* [WHAT YOU WILL DO]: The answer should consist of every record, reproduced exactly.

* [MATERIAL SHOWN]:
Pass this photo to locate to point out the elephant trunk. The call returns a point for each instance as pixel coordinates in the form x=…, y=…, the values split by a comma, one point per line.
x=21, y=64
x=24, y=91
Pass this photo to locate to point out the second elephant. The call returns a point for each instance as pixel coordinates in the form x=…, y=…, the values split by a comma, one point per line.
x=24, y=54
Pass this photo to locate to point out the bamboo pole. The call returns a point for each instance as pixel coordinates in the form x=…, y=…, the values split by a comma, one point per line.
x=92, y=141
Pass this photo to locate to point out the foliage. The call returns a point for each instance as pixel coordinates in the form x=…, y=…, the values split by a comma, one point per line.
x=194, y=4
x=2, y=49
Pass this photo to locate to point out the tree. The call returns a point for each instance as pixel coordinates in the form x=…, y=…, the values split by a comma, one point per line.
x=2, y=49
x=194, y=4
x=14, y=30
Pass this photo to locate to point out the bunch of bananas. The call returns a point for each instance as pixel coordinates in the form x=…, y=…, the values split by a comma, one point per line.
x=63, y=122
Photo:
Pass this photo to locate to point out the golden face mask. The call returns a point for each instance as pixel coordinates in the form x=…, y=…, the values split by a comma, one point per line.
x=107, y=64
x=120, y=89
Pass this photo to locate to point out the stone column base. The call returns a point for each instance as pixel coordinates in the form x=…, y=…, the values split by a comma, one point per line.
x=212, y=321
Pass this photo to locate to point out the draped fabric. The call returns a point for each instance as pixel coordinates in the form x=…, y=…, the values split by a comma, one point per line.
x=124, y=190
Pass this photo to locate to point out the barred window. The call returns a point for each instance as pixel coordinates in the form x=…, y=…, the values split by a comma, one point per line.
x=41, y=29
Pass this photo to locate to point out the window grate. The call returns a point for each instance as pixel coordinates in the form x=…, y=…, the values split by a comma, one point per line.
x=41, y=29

* [RESPONSE BELOW]:
Pass this photo to locate to point out the elephant trunk. The call returns a point for each instance as pixel coordinates in the form x=…, y=…, the values split by a comma, one point per line.
x=21, y=64
x=24, y=91
Pass this photo to locate to point out the second elephant. The call returns a point for each instance as pixel coordinates in the form x=…, y=…, the values split by a comma, one point per line.
x=24, y=54
Pass this photo to locate to point out the bamboo pole. The call returns a point for each instance as pixel coordinates in the form x=…, y=…, the values split by a comma, one point per line.
x=92, y=141
Pass this photo to locate to point out the foliage. The call returns a point for each instance as pixel coordinates in the form x=…, y=…, the values split by a comma, one point per line.
x=194, y=4
x=2, y=49
Pass this photo to locate to point out the tree. The call returns a point for each instance as pixel coordinates in the form x=…, y=…, the values split by a comma, one point per line.
x=2, y=49
x=194, y=4
x=14, y=30
Pass this photo to locate to point out the bunch of bananas. The call returns a point for each instance as pixel coordinates in the form x=…, y=…, the values split by a comma, one point per line.
x=63, y=122
Photo:
Pass this photo to locate to point out the golden face mask. The call returns a point for each instance as pixel coordinates in the form x=…, y=…, the values split by a comma, one point per line.
x=107, y=64
x=120, y=89
Pass this photo to locate to point out the stone column base. The call returns a point for each instance as pixel coordinates in the form x=…, y=…, the values split by a comma, one point per line.
x=212, y=321
Pass this photo to locate to point out the draped fabric. The call returns a point for each instance as pixel coordinates in the form x=…, y=…, the values split by a comma, one point per line.
x=124, y=190
Pass this photo to locate to point out the barred window. The call returns a point for each instance as pixel coordinates in the form x=…, y=…, the values split by a comma, one point per line.
x=41, y=29
Pass this photo to locate to point out the window grate. The call returns a point for each instance as pixel coordinates in the form x=…, y=…, the values split by a comma, one point per line.
x=41, y=29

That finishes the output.